About the OUYA

I’ve been hearing about this kickstarter project for an independent console and it certainly sounds interesting:

http://www.kickstarter.com/projects/ouy … me-console

Considering this project’s pretty much guaranteed fully funded, anyone have any thoughts on this? Does this have a chance at being even a cult success or is this probably going to bomb harder than the Phillips CDi?

I am highly skeptical of this thing’s prospects. In the console business software is everything, and I’m not sure I see enough software getting made for this thing to make it anything more than a toy or gimmick.

Developers will publish on anything that makes money. They have no real loyalty for a console or operating system. So long as customers pay real money, they’re gonna do it… but the moment it looks like a road to bankruptcy, they’re gonna ditch.

The lack of a license gatekeeper means more profits to developers… you’d be surprised what percentage of profit goes straight to Nintendo/Sony/MS without them doing a damn thing in making a game.

-- -- --

- Required tasks -
• a. Can you rewrite the paragraph in the OUYA discussion that begins "Developers will publish on anything" as a short bulleted list that keeps its main points?
• b. In the OUYA discussion, which companies does the final paragraph name as taking a share of developers' profits?
• c. How would you say this sentence from the OUYA discussion in Spanish: "Developers will publish on anything that makes money."

-- -- --

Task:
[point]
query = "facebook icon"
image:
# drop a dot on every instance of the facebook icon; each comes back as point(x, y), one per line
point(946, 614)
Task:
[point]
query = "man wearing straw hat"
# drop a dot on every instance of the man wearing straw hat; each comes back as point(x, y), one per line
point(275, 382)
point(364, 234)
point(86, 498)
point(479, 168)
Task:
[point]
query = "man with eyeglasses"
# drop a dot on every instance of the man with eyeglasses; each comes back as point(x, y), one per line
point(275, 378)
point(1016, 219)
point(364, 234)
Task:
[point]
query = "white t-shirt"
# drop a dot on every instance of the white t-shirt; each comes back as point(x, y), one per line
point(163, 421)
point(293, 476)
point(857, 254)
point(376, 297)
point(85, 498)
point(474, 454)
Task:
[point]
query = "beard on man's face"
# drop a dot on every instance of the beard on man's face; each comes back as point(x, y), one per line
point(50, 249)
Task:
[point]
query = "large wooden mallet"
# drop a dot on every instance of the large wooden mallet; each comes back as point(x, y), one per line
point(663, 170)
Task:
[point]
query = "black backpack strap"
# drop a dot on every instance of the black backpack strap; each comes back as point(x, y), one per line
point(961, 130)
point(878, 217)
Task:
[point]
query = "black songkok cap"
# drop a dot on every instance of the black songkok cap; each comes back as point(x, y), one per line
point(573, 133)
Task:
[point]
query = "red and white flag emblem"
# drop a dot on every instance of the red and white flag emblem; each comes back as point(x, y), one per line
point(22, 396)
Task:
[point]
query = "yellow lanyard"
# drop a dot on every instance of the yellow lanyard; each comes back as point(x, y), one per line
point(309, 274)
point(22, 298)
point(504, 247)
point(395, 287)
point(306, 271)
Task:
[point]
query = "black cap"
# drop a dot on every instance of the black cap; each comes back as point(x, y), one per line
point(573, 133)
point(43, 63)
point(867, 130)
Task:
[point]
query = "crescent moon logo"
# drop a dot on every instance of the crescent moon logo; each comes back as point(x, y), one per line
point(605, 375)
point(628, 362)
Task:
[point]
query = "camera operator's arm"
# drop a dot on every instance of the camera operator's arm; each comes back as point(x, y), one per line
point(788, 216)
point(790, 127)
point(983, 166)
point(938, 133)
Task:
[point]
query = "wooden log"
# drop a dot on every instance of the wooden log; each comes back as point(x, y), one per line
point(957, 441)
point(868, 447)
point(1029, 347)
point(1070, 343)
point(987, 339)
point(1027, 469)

-- -- --

- Responses for each task -
• a.
- Developers will publish on any platform that makes money.
- They have no real loyalty to a console or operating system.
- They will keep publishing as long as customers pay real money.
- They will drop a platform as soon as it looks like a road to bankruptcy.

• b.
- Nintendo
- Sony
- MS

• c. Los desarrolladores publicarán en cualquier cosa que genere dinero.